▶ Action item
Reproduce the passage of the mentoring article that runs between "If you’re in an" and "all parties involved.", inclusive, with no changes.

If you’re in an HM leadership position, don’t be surprised if you’re asked to be a mentor for a less-experienced hospitalist. Why should you voluntarily spend valuable time sharing your guidance and advice? Because to lead is to mentor, and when you dive into the process it rewards all parties involved.
To Lead Is to Mentor
Whether you were just promoted or you’re a leadership veteran approached for the first time by an eager new hospitalist, don’t hesitate to add mentoring to your schedule and responsibilities.
“When you start out as a leader, you get where you want to go by being a mentor,” says Eric E. Howell, MD, director of Collaborative Inpatient Medicine Service, Department of Medicine, Johns Hopkins Bayview Medical Center, Baltimore and faculty for SHM’s Leadership Academy. “You gather disciples, as it were, who will then see you as a leader and support you as a good leadership choice.”
Not only that, but mentoring can add to your skill set as a leader, says Joan C. Faro, MD, FACP, MBA, chief medical officer at John T. Mather Memorial Hospital, Port Jefferson, N.Y. “If you’re interested in developing leadership skills, it’s one of those things you need to do, and do well. If you can’t mentor, then you really can’t lead.”
Plus, when you mentor, you get to feel the reward inherent in helping a young physician whose shoes you once filled. “It’s like raising a kid,” says Dr. Faro. “You want to do a good job because you want to see someone succeed.” This is especially true for mentoring relationships within your HM group.
That means fully flushing out the program and dedicating the time necessary to make it a success. “If you are the de facto leader of a group, you have some obligation to people interested in career development,” says Dr. Howell. “I think it’s part of the job to help advance those people.”

[Stored data]
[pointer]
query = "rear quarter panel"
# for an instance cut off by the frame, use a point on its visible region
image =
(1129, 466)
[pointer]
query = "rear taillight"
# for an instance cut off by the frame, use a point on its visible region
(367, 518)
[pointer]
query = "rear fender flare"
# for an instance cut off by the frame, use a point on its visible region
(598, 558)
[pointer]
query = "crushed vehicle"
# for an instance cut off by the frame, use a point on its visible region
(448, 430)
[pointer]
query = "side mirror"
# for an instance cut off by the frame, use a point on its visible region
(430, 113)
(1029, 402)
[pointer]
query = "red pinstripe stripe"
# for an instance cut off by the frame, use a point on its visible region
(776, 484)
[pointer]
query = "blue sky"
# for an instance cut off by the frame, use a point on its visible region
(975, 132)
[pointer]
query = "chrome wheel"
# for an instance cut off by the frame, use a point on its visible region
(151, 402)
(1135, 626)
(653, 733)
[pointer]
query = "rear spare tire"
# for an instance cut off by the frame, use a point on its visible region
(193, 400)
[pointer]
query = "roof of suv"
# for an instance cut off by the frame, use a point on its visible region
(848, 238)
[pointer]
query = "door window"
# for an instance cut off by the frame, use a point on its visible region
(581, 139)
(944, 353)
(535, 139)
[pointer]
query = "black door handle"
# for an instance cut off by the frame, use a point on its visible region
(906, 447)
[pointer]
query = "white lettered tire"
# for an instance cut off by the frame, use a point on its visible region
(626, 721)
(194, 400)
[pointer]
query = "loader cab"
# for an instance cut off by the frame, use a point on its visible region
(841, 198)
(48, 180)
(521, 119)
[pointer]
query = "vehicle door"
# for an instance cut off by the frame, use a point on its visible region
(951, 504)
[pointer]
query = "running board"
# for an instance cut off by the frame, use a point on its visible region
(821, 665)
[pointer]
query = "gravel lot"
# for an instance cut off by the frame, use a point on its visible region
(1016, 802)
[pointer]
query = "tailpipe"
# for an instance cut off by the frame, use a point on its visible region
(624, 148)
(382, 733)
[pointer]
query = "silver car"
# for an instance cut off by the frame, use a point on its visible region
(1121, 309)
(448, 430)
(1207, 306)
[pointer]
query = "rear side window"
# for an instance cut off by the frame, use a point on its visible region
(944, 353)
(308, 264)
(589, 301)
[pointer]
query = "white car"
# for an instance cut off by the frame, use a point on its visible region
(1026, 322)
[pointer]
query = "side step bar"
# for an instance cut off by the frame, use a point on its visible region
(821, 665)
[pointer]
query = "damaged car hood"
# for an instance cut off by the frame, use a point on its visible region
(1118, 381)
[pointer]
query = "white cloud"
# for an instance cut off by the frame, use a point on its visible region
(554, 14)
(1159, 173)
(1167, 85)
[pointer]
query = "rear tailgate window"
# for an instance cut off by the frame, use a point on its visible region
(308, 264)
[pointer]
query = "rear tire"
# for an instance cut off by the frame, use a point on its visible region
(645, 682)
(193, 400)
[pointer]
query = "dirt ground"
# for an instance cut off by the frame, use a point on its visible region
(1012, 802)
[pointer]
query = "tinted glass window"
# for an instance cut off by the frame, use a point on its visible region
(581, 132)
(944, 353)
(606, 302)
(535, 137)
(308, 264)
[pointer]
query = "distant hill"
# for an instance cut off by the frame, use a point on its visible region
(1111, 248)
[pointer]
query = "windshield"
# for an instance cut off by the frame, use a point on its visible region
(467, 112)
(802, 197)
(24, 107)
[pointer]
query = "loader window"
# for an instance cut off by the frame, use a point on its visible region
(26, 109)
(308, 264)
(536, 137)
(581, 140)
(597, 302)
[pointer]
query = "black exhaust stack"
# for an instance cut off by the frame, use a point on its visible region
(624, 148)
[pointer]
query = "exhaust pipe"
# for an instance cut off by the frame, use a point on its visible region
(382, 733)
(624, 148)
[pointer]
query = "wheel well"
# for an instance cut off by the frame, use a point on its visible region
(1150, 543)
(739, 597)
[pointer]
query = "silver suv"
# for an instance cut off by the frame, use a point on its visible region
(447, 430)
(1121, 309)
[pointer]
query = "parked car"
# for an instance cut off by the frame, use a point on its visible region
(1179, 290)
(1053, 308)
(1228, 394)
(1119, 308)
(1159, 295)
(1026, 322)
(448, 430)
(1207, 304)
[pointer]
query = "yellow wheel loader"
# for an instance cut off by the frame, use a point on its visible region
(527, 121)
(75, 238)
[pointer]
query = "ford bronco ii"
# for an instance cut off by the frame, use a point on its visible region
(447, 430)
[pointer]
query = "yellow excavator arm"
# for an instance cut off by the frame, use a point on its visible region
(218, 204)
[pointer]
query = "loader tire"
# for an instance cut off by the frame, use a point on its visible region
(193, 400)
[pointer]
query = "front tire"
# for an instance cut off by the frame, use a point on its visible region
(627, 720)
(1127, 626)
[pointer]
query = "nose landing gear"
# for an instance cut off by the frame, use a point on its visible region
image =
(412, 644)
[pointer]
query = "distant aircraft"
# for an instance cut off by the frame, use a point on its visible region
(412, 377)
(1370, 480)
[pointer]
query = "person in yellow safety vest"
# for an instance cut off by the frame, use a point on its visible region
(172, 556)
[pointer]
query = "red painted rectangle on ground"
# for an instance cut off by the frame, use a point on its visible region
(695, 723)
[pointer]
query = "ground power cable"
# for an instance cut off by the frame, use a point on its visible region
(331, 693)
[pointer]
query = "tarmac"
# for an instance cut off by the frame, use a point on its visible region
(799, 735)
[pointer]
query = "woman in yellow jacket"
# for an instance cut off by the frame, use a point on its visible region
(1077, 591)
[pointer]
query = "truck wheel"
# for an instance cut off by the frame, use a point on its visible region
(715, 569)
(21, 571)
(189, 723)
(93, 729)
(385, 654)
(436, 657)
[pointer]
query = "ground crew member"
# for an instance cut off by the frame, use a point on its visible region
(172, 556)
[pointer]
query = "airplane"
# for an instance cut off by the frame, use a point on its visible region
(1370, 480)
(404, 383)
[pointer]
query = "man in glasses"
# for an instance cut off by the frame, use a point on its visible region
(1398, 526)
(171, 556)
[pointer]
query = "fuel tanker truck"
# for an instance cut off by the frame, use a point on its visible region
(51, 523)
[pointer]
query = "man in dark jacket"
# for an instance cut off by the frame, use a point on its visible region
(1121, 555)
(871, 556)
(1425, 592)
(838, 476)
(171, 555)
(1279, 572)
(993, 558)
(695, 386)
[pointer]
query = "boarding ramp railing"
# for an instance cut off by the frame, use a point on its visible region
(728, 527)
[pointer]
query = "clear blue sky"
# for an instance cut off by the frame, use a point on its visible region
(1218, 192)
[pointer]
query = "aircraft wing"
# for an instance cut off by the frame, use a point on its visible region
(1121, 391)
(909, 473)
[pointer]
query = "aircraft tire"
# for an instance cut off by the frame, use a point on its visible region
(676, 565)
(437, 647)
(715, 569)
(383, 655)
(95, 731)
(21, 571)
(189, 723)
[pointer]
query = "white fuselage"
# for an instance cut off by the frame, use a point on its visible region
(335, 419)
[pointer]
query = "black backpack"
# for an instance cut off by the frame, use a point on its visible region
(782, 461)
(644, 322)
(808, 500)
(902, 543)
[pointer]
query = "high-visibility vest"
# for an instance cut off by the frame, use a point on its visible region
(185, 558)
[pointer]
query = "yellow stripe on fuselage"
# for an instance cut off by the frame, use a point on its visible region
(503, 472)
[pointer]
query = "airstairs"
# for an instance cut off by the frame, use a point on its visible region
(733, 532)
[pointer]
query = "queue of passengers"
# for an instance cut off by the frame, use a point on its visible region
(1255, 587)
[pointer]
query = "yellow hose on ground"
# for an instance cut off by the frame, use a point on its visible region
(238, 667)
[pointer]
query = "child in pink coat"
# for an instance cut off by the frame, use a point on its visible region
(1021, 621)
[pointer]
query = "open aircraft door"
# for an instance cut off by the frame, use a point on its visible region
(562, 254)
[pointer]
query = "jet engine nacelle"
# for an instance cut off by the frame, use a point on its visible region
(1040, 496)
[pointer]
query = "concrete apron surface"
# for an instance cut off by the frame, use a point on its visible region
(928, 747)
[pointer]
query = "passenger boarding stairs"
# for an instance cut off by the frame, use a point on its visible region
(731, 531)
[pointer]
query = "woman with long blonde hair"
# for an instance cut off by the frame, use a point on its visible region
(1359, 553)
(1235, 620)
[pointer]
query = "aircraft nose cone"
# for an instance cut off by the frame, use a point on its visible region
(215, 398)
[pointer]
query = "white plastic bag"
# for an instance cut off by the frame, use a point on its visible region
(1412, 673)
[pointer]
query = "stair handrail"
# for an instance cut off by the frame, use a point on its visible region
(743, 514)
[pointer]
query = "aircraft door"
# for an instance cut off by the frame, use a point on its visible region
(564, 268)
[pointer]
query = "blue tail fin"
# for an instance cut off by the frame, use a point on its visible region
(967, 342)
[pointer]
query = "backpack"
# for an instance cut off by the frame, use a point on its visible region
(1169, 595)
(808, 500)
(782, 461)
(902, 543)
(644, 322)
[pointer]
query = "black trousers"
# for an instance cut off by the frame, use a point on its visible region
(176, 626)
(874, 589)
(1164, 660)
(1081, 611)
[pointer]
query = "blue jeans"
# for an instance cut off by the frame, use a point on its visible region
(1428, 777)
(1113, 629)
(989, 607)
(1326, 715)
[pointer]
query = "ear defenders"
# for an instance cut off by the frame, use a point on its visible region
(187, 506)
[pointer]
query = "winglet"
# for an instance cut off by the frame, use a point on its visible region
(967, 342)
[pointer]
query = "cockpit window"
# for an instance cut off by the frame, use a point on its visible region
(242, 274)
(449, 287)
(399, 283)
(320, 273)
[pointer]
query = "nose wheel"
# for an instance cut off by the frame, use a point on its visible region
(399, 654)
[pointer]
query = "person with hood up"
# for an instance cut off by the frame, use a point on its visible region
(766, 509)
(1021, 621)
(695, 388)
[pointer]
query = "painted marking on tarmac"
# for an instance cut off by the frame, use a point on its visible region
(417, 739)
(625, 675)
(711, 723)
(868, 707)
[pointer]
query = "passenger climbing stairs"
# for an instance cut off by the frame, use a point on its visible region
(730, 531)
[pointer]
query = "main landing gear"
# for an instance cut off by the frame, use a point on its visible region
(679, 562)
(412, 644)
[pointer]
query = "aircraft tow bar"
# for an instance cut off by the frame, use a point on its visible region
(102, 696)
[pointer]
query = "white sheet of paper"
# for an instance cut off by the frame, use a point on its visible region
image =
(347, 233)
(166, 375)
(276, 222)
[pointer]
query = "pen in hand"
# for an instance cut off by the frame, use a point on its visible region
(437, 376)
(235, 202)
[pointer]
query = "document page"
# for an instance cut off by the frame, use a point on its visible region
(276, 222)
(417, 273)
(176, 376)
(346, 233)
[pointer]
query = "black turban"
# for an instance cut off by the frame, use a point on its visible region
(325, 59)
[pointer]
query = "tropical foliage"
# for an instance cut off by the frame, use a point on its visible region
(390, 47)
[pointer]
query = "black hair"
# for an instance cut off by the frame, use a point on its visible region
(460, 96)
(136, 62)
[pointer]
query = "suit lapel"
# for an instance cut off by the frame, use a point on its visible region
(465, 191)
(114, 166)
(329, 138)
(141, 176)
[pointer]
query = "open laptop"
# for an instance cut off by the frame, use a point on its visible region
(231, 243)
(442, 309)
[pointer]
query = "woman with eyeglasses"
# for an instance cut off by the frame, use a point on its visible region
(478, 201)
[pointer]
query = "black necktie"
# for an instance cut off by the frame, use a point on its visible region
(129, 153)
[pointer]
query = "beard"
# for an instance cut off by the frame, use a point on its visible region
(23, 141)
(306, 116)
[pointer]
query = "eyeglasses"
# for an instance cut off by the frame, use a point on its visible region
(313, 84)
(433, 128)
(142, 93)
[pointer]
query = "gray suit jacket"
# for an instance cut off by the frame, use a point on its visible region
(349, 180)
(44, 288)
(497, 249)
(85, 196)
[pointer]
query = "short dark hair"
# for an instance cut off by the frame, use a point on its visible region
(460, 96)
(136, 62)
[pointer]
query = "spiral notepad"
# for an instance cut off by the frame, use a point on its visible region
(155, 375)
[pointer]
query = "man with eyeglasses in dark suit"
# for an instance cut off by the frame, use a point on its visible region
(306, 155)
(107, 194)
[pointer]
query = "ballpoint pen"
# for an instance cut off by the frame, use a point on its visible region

▶ Solution to this problem
If you’re in an HM leadership position, don’t be surprised if you’re asked to be a mentor for a less-experienced hospitalist. Why should you voluntarily spend valuable time sharing your guidance and advice? Because to lead is to mentor, and when you dive into the process it rewards all parties involved.